--- START ---

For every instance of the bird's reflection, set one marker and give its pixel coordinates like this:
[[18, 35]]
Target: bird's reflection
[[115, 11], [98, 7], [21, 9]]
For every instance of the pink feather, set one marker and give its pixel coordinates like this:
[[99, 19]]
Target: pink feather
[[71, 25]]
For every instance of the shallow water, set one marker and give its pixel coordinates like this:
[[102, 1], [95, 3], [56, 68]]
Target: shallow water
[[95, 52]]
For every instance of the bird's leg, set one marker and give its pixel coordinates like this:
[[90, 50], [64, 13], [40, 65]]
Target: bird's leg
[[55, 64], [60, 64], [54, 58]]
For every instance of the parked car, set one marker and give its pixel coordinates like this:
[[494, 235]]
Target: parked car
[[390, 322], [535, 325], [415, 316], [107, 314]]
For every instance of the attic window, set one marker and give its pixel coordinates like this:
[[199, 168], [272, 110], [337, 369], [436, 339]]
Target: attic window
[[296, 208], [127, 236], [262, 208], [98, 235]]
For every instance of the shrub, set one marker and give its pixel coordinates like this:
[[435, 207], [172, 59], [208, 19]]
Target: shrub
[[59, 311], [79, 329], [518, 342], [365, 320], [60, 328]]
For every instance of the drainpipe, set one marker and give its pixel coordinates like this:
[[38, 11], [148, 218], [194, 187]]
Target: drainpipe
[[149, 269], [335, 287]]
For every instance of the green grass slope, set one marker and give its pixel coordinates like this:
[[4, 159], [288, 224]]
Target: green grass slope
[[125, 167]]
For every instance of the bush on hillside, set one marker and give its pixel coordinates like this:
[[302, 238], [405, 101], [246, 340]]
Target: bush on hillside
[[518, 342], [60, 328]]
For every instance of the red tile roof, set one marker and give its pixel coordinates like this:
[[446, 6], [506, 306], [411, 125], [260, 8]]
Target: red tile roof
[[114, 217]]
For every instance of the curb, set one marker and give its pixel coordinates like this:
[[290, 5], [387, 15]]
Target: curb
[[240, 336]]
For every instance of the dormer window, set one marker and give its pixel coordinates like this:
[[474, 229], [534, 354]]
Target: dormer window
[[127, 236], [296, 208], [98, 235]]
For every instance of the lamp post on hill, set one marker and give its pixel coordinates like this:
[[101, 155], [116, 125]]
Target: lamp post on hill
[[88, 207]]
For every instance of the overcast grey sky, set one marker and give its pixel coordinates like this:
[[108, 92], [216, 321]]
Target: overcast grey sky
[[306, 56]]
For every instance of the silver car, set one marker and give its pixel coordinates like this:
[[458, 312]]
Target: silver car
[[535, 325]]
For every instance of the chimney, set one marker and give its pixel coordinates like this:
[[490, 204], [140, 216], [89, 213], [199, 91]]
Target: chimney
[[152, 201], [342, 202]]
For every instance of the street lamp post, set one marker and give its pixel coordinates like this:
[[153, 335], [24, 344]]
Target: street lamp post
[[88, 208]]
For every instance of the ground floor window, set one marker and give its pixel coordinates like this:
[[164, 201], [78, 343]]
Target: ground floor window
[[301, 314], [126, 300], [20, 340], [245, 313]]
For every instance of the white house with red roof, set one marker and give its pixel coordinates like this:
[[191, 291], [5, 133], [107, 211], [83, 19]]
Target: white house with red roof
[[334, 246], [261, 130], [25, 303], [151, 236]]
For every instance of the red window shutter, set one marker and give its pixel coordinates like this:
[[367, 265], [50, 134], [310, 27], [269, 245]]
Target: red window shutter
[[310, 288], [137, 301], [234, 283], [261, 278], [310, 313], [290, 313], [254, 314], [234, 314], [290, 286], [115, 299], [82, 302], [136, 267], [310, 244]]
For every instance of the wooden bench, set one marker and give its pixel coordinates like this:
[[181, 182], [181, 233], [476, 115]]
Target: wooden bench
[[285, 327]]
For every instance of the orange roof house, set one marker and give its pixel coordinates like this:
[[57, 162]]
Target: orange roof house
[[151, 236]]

--- END ---

**WHAT YOU NEED TO DO:**
Repeat the data in its entirety, word for word.

**COMPLETED TASK:**
For every instance of the bird's reflection, set one marker and give its pixel coordinates like this:
[[18, 35]]
Target: bird's reflection
[[115, 11], [98, 7], [21, 9]]
For every instance of the pink feather, set one marker and give its pixel coordinates like this:
[[99, 19]]
Target: pink feather
[[71, 25]]
For every instance of the shallow water, set one marker and give its pixel coordinates like this:
[[102, 1], [95, 3], [56, 68]]
Target: shallow water
[[95, 52]]
For every instance of the bird's leg, set one marker and give its pixel coordinates like this:
[[90, 50], [64, 13], [40, 65]]
Target: bird's leg
[[55, 64], [60, 64], [54, 58]]
For every instance of the parked car, set one marker and give its pixel coordinates like this:
[[494, 235]]
Target: parked car
[[390, 322], [535, 325], [415, 316], [107, 314]]
For every instance of the attic window, set one marker and give its pixel coordinates like this:
[[199, 168], [272, 110], [337, 369], [436, 339]]
Target: attic window
[[296, 208], [127, 236], [262, 208], [98, 235]]
For every instance of the shrub, set one marker and give its pixel coordinates like this:
[[435, 207], [172, 59], [208, 19]]
Target: shrub
[[59, 311], [79, 329], [518, 342], [365, 320], [60, 328]]
For every instance of the drainpipe, set one marker and give its pixel coordinates like this:
[[38, 11], [148, 218], [194, 187]]
Target: drainpipe
[[149, 269], [335, 287]]
For every instance of the green grass slope, set one marker and give its pixel coordinates like this:
[[4, 159], [288, 224]]
Target: green grass slope
[[125, 167]]
For every instance of the bush on hillside, set one marker and give its pixel coordinates like this:
[[302, 238], [405, 101], [246, 340]]
Target: bush on hillside
[[518, 342], [60, 328]]
For every instance of the red tile roof, set one marker and give its pixel coordinates like this:
[[446, 6], [506, 306], [411, 125], [260, 8]]
Target: red tile roof
[[114, 217]]
For every instance of the curb, set one marker and give its pixel coordinates like this:
[[290, 5], [387, 15]]
Target: curb
[[240, 336]]
For every instance of the dormer window, set one marker and give its pixel coordinates like this:
[[474, 229], [534, 354]]
Target: dormer window
[[127, 236], [296, 208], [98, 235]]
For every instance of the lamp post on hill, set one marker and give its pixel coordinates like this:
[[101, 155], [116, 125]]
Target: lamp post on hill
[[88, 207]]
For every instance of the overcast grey sky, set one marker and give its pixel coordinates like this:
[[108, 92], [216, 321]]
Target: overcast grey sky
[[306, 56]]
For every instance of the silver car, set one marker and give its pixel coordinates like this:
[[458, 312]]
Target: silver car
[[535, 325]]
For every instance of the chimney, set one marker and give its pixel coordinates like this:
[[490, 204], [140, 216], [89, 213], [199, 91]]
Target: chimney
[[152, 201], [342, 202]]
For every instance of the street lamp post, set one marker and give its pixel coordinates like this:
[[153, 335], [24, 344]]
Target: street lamp post
[[88, 208]]
For every instance of the ground floor window, set one marker and give its pixel coordinates like this:
[[164, 201], [78, 343]]
Target: ground floor window
[[301, 314], [126, 300], [20, 340], [245, 313]]
For every instance of the white house with red roof, set one marker and give its pixel coordinates like this:
[[191, 291], [5, 133], [107, 211], [83, 19]]
Target: white house with red roof
[[334, 246], [261, 130], [25, 303], [151, 236]]
For every instance of the red window shutter, set one marker and give its pixel coordinates like this:
[[367, 265], [50, 134], [310, 27], [269, 245]]
Target: red window shutter
[[310, 288], [137, 301], [234, 283], [261, 278], [310, 313], [290, 313], [254, 314], [234, 314], [290, 286], [115, 299], [82, 302], [136, 267], [310, 244]]
For every instance of the wooden bench, set one marker and give its pixel coordinates like this:
[[181, 182], [181, 233], [476, 115]]
Target: wooden bench
[[285, 327]]
For every instance of the orange roof house, set one marker and give its pixel coordinates like this:
[[57, 162]]
Target: orange roof house
[[151, 236]]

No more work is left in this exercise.